また、この「宇迦之御魂神」は「全国」の「稲荷社」において祭神であるとされる場合が非常に多く(特に「東国」で多いとされる)、このように多数の神社で祭神とされるためには、「国家」による祭祀が行われるなどの事象が無くてはならないと考えられ、「ある時点」で全国に半ば強制的に「創建」されるなどのことがあったと見なければならないと思われます。これを示すと考えられるのが「白雉年間」に創建された「寺社」についての解析です。
「古田史学」の会のホームページには「九州年号資料」が閲覧可能ですが、それを見ると「白雉」年間に創建された寺社が非常に多いことが判ります。しかもその寺社のうちかなりの数が、その祭神を「宇迦之御魂神」としている「稲荷社」であるようです。
つまり「白雉年間」(七世紀半ば)に多数の神社(および寺院)が「創建」されたことと、この「廣瀬・龍田祭祀」というものが強く関連していると考えられるわけです。
またそれは「稲荷台古墳」「稲荷山古墳」という名称の古墳が特に東国に多いと言う事とも関連していると考えられます。これらの古墳は共通して「五世紀」以前のものであり、既にその古墳の主であった人物については「神格化」されて、地場では信仰の対象であったのではないかと考えられますが、それを「宇迦之御魂神」を祀る神社に変更するよう「(政治的)圧力」をかけられたのではないでしょうか。これらのことがあったため、東国に多くの「稲荷社」ができる事となったと考えられるものです。(古墳の墳頂に神社を作るケースが多かったと思われ「山」「台」という呼称が付随する稲荷神社が多く作られたと思われます)
また「龍田風神」は奈良県生駒郡三郷町にある「龍田神社」の祭神であったものであり、『延喜式』に載る「龍田風神祭祝詞」では、「崇神天皇」の時代、数年に渡って凶作が続き疫病が流行したため、天皇自ら「天神地祇」を祀って祈願したところ、「天御柱命」「国御柱命」の二柱の神を「龍田山」に祀るように「夢告」があり、これに基づき創建されたと書かれています。

## 提供データ
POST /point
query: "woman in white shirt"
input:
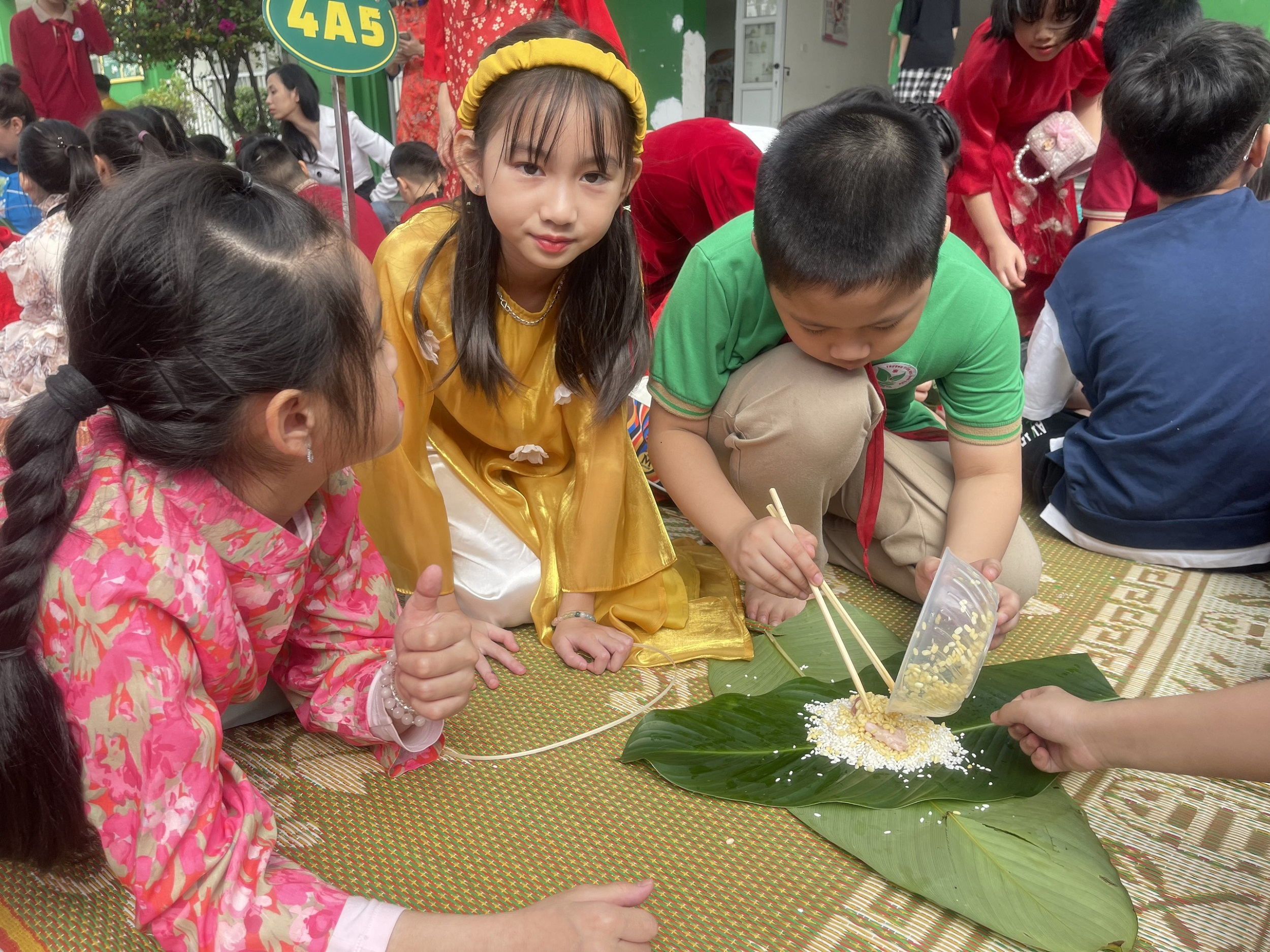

## 課題一覧
• a. 稲荷社についての本文にある次の一文を英語に訳してください。「つまり「白雉年間」(七世紀半ば)に多数の神社(および寺院)が「創建」されたことと、この「廣瀬・龍田祭祀」というものが強く関連していると考えられるわけです。」
• b. 稲荷社についての本文を、最後の文の後から続けて書いてください。

## 解答
• a. In other words, it is thought that the "founding" of a large number of shrines (and temples) during the "Hakuchi era" (the mid-seventh century) is strongly connected with this "Hirose-Tatsuta ritual."

• b.
『書紀』を見ると、「風神」として「級長戸邊命」「級長津彦命」が「伊弉諾」から生まれています。
(『日本書紀』巻一第五段一書第六)
「一書曰。伊弉諾尊與伊弉冊尊。共生大八洲國。然後伊弉諾尊曰。我所生之國唯有朝霧而薫滿之哉。乃吹撥之氣化爲神。號曰級長戸邊命。亦曰級長津彦命。是風神也。又飢時生兒號倉稻魂命。…」
この両者が『延喜式』にいう「龍田風神」を指すと考えられ、「二柱」の神というのがこの両者であると推測できます。
また、この時点で「倉稻魂命」(宇迦之御魂神)も生まれており、共に「伊弉諾」の吐く息から生まれた事となっていますから、これらの神は非常に近しい関係にあったということがわかります。
また「龍田」はその名が示すとおり「龍」に関係しているという伝承もあり、「龍宮」伝説もあるようです。
謡曲の「逆鉾」ではこの「龍田の神」は「瀧祭の明神」とされ、また「天地開闢」の際の「天瓊矛」を納めてあるともされ、「国生み」に直接関わる神とする伝承があったことが判ります。
「…時に国常立伊弉諾に託して宣はく。豊芦原千百五種の国あり。汝よく知るべしとて。則ち天の御矛を授け給ふ。伊弉諾伊弉冊は。天祖の御教。すぐなる道をあらためんと。天の浮橋に。二神たゝずみ給ひて。この御矛を海中に。さしおろし給ひしより。御矛を改めて。天の逆矛と名づけそめ。国富み民を治め得て。二神の始より。今の代までの宝なり。その後国土治まりて。御世平かになりしかば。瀧祭の明神。この御矛を預かりて。所もあまねしや。この御山に納めて。宝の山と号すなり。…」
(ただし、これについてはその他の伝承は全て「伊勢神宮」にその「天瓊矛」はあるとされますが、上に見たように「祭神」が共通していることには注意すべきでしょう。)
このように「龍田風神」は「風神」であるはずにも関わらず、「瀧」「龍宮」など明らかに「水」に関係している部分があり、また「天瓊矛」伝承とも関係していることなど不可思議な点が多々あるように思えます。
この「広瀬」「龍田」両神が「祖霊信仰」の対象とされていたわけであり、それに対して「国家」として「祭祀」が行なわれたものとすると、これらの神は「倭国王権」と深い関係にあると考えざるを得ないものです。
その意味では「広瀬」という地が特別な意味を持っていたものと思われますが、この地が「百済」と称される領域の中にあり、そこは「敏達」を初めとする「忍坂王家」の代々の本拠地となっていたことを考え合わせると(「敏達」の「殯宮」も「広瀬」の地に設けられたものであり、そこは「息長氏」から夫人として迎えた「廣姫」との宮の至近の地でもあります)、この「広瀬神社」あるいは「広瀬大忌神」という存在が彼あるいはその太子とされる「忍坂日子人大兄」につながる神社であったということも考えられるところです。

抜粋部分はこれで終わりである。